*SELECTED EXTRACT:*

● ● ● ● ●

The secret lives of us


Summary

About halfway through our interview, Canadian actor/director Sarah Polley does a very curious thing. Out of nowhere she asks, ”Are you from Australia originally?” and then spends the next couple of minutes asking me about my own background with apparently genuine interest.
Nanjing Night Net

It’s unusual because, as a rule, interviewees are never interested in the interviewer (which is fair enough – it’s not about us, after all). But then Polley has long ducked conventional expectations and this quirky reversal makes perfect sense when one considers her fascination with families, their stories and how they are told and re-told.

Stories We Tell is an award-winning multi-layered portrait of Polley’s own family and the myth-making surrounding one key event in the past. The story is told in part through interviews with Polley’s siblings, her father, actor Michael Polley, and other family and friends.

At one point, her brother, John Buchan, asks: ”What would you say this documentary is really about?”

Curiously, this key question arises only near the end of the film. And, even now, Polley doesn’t have a neat answer.

”I think it’s something different for everyone,” she says.

It appears that, in a strange way, Polley is still relying on members of the audience to explain her own film to her.

”I feel I discover more of what it’s about by reading what people write about it and hearing people talk about it afterwards.

”I hear much more articulate explanations than I had at the time I was making it or even that I have now,” Polley says.

Stories We Tell is her seventh film as writer/director, in addition to her extensive television and film work. She first shot to prominence in Canada when she starred, aged 12, in 65 episodes of the popular show Road to Avonlea.

It is impossible to outline too closely the central event of Stories We Tell without spoiling it for would-be viewers, but it’s not revealing too much to say the narrative centres on Polley’s mother, who died when Polley was just 11.

Diane Polley was an actress and casting director who captivated pretty much everyone she met with her infectious appetite for life. The story is gradually revealed from multiple points of view through family interviews but also by a mixture of re-staged Super-8 ”home movies” and some genuine footage.

Like Diane herself, Stories We Tell is a film that resists being neatly placed in a category. Is it a documentary, a detective story, a memoir, a family drama … or all of the above?

● ● ● ● ●

*EXCERPTED RECORDS:*
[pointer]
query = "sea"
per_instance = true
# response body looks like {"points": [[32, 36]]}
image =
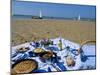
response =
{"points": [[47, 17]]}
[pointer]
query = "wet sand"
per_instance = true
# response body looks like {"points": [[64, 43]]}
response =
{"points": [[35, 29]]}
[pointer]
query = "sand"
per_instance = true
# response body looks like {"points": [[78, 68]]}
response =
{"points": [[27, 30]]}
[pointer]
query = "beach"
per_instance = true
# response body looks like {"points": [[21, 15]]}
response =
{"points": [[27, 30]]}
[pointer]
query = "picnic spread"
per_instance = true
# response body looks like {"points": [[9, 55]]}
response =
{"points": [[50, 55]]}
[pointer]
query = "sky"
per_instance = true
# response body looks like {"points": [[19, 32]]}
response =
{"points": [[53, 9]]}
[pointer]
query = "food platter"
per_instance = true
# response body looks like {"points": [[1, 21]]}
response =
{"points": [[24, 66]]}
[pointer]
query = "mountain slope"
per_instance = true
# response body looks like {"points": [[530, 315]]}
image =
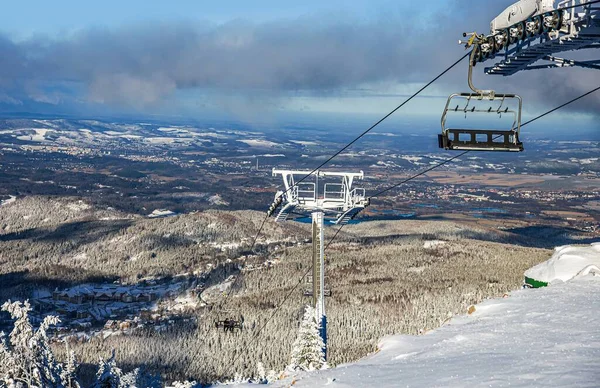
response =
{"points": [[547, 336]]}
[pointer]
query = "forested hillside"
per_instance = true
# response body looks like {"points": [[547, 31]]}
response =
{"points": [[386, 277]]}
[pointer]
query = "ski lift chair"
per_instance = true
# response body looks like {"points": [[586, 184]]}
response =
{"points": [[481, 139]]}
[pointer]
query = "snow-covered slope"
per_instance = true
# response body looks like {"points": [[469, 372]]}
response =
{"points": [[567, 263], [536, 337]]}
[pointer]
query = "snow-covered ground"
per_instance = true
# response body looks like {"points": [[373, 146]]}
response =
{"points": [[535, 337], [566, 263]]}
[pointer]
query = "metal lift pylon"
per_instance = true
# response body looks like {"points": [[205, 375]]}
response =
{"points": [[318, 283], [339, 203]]}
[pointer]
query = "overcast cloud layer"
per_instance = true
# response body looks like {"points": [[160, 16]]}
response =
{"points": [[141, 66]]}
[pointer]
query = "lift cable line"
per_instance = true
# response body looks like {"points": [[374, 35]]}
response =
{"points": [[446, 161], [289, 294], [383, 119], [254, 240]]}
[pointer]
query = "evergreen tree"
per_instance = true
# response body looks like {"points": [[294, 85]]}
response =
{"points": [[26, 360], [307, 351], [109, 375]]}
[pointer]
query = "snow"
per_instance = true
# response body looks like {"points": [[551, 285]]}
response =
{"points": [[11, 199], [534, 337], [78, 206], [40, 135], [217, 200], [566, 263], [159, 213], [304, 143], [259, 143], [433, 243]]}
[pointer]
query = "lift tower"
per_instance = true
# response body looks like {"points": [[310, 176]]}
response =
{"points": [[338, 204]]}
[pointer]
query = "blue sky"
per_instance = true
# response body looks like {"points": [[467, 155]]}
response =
{"points": [[30, 16], [248, 60]]}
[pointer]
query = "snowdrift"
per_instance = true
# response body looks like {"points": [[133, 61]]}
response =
{"points": [[566, 263], [534, 337]]}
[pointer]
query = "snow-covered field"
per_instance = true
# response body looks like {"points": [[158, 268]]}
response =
{"points": [[567, 263], [535, 337]]}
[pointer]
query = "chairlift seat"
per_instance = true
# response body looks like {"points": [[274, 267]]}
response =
{"points": [[480, 140], [475, 139]]}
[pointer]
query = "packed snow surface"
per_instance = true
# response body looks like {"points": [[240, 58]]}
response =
{"points": [[566, 263], [536, 337]]}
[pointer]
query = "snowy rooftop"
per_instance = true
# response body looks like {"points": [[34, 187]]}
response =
{"points": [[536, 337], [566, 263]]}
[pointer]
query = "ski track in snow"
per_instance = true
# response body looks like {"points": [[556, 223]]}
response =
{"points": [[535, 337]]}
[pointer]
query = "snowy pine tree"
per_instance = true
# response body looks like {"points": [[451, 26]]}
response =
{"points": [[307, 351], [26, 360]]}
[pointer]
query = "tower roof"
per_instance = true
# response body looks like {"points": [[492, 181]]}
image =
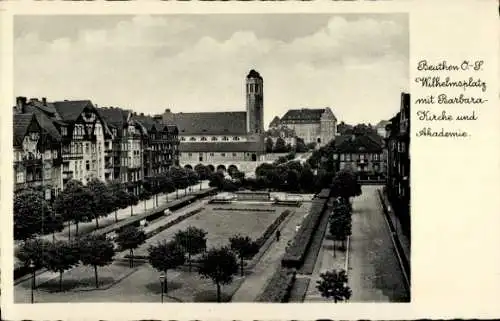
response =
{"points": [[254, 74]]}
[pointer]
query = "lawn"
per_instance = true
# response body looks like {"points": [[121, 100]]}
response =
{"points": [[249, 220]]}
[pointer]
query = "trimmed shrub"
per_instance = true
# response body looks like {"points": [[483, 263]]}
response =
{"points": [[271, 228], [295, 254], [279, 287]]}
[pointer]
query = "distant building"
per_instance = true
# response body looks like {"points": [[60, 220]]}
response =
{"points": [[312, 125], [361, 153], [208, 137], [398, 161], [84, 138], [381, 128]]}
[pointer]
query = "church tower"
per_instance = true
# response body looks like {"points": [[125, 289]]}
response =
{"points": [[255, 103]]}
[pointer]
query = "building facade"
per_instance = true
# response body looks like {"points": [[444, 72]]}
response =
{"points": [[362, 154], [210, 137], [55, 142], [398, 160], [312, 125]]}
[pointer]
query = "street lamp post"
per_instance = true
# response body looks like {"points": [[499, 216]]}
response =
{"points": [[32, 267], [162, 280]]}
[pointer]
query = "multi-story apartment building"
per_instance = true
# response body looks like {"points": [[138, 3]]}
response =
{"points": [[37, 154], [361, 153], [59, 141], [312, 125], [398, 161]]}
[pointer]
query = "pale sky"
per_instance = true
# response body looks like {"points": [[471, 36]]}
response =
{"points": [[355, 64]]}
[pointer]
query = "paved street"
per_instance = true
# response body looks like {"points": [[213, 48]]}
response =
{"points": [[374, 274]]}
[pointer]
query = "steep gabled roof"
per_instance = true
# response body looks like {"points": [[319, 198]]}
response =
{"points": [[303, 114], [222, 147], [212, 123], [116, 117], [69, 110], [21, 123]]}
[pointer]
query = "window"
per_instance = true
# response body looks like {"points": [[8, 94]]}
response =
{"points": [[20, 177]]}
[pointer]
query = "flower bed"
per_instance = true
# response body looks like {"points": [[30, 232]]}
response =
{"points": [[243, 209], [295, 254], [270, 230], [279, 287]]}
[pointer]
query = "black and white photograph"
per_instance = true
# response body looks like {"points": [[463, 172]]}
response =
{"points": [[211, 158]]}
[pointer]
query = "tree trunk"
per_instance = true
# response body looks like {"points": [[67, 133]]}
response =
{"points": [[241, 262], [96, 279], [60, 280], [165, 285]]}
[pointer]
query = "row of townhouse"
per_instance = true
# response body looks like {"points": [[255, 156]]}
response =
{"points": [[398, 161], [55, 142]]}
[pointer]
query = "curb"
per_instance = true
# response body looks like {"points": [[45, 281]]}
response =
{"points": [[397, 244]]}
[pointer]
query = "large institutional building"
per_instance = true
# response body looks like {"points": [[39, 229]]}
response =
{"points": [[209, 137], [312, 125]]}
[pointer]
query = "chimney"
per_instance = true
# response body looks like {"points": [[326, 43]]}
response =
{"points": [[20, 104]]}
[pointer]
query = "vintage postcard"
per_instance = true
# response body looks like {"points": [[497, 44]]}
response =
{"points": [[250, 161]]}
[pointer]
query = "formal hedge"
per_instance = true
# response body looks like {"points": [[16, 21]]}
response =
{"points": [[279, 287], [243, 209], [271, 228], [295, 254]]}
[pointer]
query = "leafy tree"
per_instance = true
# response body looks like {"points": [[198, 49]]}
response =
{"points": [[31, 252], [345, 184], [306, 178], [74, 203], [32, 215], [165, 256], [96, 251], [333, 284], [145, 196], [102, 199], [269, 145], [311, 146], [193, 240], [59, 257], [219, 265], [244, 247], [132, 200], [130, 238], [280, 146]]}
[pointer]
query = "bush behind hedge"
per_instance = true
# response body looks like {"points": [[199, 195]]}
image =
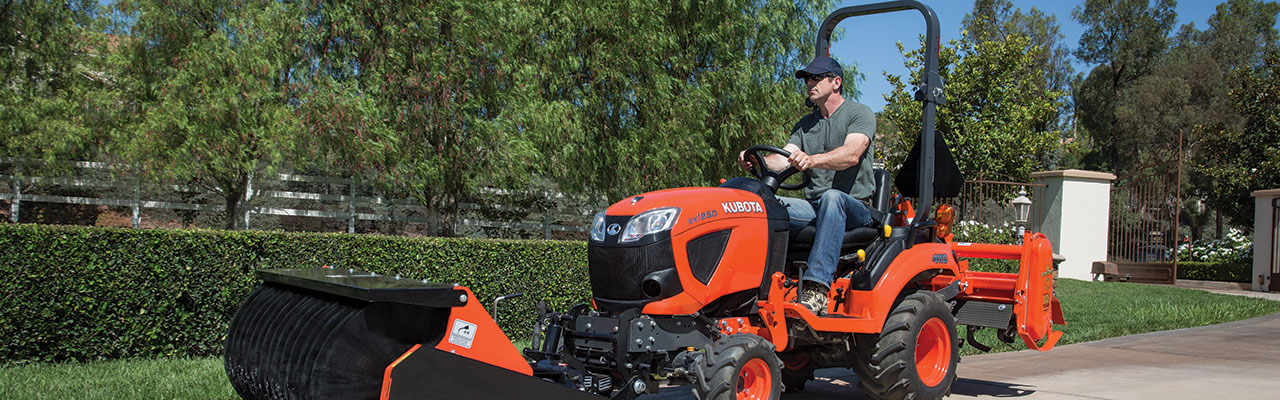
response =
{"points": [[1234, 271], [87, 292]]}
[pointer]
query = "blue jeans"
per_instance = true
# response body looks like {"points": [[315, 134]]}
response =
{"points": [[835, 212]]}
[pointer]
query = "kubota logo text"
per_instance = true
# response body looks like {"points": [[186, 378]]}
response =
{"points": [[741, 207]]}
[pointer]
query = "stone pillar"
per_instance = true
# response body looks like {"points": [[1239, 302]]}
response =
{"points": [[1266, 205], [1075, 210]]}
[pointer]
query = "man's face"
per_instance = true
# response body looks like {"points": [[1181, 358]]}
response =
{"points": [[821, 86]]}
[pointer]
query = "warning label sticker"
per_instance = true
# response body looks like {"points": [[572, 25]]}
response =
{"points": [[462, 333]]}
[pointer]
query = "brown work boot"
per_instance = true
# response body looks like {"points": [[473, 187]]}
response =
{"points": [[814, 298]]}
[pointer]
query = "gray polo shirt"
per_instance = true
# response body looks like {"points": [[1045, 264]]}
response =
{"points": [[817, 135]]}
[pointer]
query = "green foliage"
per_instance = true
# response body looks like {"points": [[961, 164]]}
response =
{"points": [[50, 80], [206, 92], [416, 96], [997, 19], [643, 95], [997, 114], [83, 294], [1127, 40], [1232, 271], [1247, 158]]}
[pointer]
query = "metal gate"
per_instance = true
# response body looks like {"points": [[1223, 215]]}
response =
{"points": [[1143, 228]]}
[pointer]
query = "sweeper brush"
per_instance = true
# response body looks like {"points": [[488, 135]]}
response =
{"points": [[691, 287]]}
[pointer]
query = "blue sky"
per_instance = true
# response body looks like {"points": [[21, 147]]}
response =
{"points": [[869, 41]]}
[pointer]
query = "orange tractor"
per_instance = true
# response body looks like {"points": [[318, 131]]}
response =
{"points": [[690, 287]]}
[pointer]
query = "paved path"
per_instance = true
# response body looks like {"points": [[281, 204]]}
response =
{"points": [[1230, 360]]}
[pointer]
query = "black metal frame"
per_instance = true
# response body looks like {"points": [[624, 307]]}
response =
{"points": [[931, 91]]}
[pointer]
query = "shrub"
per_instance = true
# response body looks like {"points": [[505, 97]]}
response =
{"points": [[86, 292], [1232, 248], [1234, 271]]}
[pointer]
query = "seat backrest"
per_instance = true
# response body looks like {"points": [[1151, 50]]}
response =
{"points": [[883, 190]]}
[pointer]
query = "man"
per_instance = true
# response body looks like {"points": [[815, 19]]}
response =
{"points": [[833, 144]]}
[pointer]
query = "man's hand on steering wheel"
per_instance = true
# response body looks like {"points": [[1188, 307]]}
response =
{"points": [[752, 160], [801, 160]]}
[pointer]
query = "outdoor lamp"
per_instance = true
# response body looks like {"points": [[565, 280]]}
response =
{"points": [[1022, 210]]}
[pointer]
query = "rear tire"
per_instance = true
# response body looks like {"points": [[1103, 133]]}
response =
{"points": [[915, 354], [739, 367]]}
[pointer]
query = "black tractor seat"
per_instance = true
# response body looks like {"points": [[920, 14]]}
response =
{"points": [[800, 241]]}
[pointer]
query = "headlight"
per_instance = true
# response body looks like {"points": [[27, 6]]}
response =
{"points": [[598, 227], [649, 222]]}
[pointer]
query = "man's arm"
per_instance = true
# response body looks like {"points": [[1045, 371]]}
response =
{"points": [[840, 158]]}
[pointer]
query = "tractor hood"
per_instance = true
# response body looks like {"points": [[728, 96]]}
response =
{"points": [[653, 216]]}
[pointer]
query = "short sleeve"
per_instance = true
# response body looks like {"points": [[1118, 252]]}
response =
{"points": [[863, 121], [795, 136]]}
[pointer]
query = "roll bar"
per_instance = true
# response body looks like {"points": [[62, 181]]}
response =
{"points": [[929, 92]]}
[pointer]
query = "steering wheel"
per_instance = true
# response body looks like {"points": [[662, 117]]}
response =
{"points": [[773, 180]]}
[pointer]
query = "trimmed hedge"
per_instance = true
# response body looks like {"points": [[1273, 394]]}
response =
{"points": [[1235, 271], [87, 292]]}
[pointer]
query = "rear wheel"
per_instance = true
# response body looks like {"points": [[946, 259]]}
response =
{"points": [[739, 367], [914, 355]]}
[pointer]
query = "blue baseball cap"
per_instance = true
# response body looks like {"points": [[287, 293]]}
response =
{"points": [[821, 66]]}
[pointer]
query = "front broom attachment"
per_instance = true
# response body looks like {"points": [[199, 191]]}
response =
{"points": [[327, 333]]}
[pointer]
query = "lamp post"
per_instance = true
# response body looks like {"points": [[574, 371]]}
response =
{"points": [[1022, 210]]}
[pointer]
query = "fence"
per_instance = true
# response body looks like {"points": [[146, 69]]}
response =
{"points": [[296, 203], [1144, 214]]}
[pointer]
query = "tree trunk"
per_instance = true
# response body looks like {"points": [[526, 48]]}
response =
{"points": [[1217, 225], [231, 210], [448, 213], [234, 196]]}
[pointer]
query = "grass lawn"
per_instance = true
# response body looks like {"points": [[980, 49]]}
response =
{"points": [[1093, 312]]}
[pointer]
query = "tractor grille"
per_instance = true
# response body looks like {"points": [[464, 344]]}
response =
{"points": [[616, 272]]}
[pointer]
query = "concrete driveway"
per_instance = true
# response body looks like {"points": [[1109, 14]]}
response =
{"points": [[1230, 360]]}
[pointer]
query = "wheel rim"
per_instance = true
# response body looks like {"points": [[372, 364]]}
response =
{"points": [[754, 381], [933, 351]]}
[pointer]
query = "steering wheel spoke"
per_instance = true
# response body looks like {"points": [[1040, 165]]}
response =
{"points": [[773, 178]]}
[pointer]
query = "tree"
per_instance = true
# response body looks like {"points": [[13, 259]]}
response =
{"points": [[1240, 31], [1248, 158], [997, 19], [995, 112], [1127, 39], [647, 98], [416, 96], [208, 91], [51, 80]]}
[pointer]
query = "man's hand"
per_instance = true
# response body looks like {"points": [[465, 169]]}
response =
{"points": [[801, 160], [743, 162]]}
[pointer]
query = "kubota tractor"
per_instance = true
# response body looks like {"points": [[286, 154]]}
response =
{"points": [[690, 287]]}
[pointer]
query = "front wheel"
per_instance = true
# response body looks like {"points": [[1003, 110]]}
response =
{"points": [[915, 353], [741, 367]]}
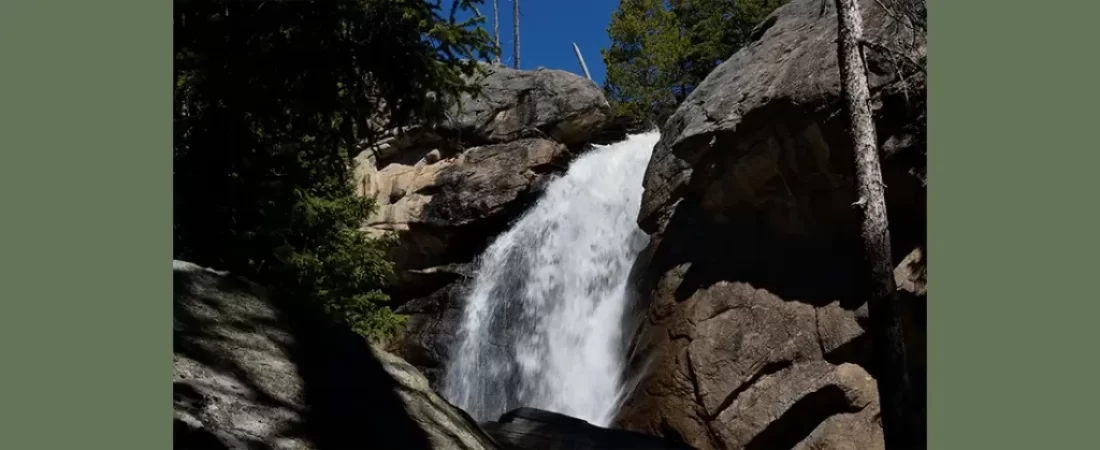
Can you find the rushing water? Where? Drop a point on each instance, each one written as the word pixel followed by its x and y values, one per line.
pixel 543 320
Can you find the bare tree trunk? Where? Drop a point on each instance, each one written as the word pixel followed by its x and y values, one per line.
pixel 496 29
pixel 515 32
pixel 895 393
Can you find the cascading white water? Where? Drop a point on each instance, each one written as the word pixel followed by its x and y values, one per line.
pixel 543 320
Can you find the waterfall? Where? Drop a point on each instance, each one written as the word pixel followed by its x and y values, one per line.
pixel 543 320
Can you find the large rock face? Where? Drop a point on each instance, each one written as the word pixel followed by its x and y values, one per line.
pixel 751 335
pixel 448 190
pixel 245 377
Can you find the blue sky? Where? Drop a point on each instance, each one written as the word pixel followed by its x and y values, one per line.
pixel 548 30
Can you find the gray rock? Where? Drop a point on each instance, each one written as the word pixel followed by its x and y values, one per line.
pixel 446 212
pixel 557 103
pixel 513 105
pixel 752 335
pixel 244 376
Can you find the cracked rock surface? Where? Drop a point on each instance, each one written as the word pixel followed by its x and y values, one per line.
pixel 751 335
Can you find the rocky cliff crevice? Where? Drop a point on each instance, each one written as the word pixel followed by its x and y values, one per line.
pixel 447 191
pixel 752 331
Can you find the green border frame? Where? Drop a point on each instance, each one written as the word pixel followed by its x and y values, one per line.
pixel 86 190
pixel 1012 225
pixel 86 241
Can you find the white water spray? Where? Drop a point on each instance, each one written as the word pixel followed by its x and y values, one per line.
pixel 543 320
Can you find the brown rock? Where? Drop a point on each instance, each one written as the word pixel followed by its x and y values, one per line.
pixel 755 337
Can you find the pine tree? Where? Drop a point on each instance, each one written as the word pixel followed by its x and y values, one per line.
pixel 661 50
pixel 895 392
pixel 271 100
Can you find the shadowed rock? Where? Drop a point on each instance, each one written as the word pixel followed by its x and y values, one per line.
pixel 752 332
pixel 252 373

● ● ● ● ●

*YOUR TASK:*
From the article about Sarah Polley, copy the stretch from "It’s unusual because, as" through "family and friends." word for word. Work only from the article about Sarah Polley.

*OUTPUT OF THE EXERCISE:*
It’s unusual because, as a rule, interviewees are never interested in the interviewer (which is fair enough – it’s not about us, after all). But then Polley has long ducked conventional expectations and this quirky reversal makes perfect sense when one considers her fascination with families, their stories and how they are told and re-told.

Stories We Tell is an award-winning multi-layered portrait of Polley’s own family and the myth-making surrounding one key event in the past. The story is told in part through interviews with Polley’s siblings, her father, actor Michael Polley, and other family and friends.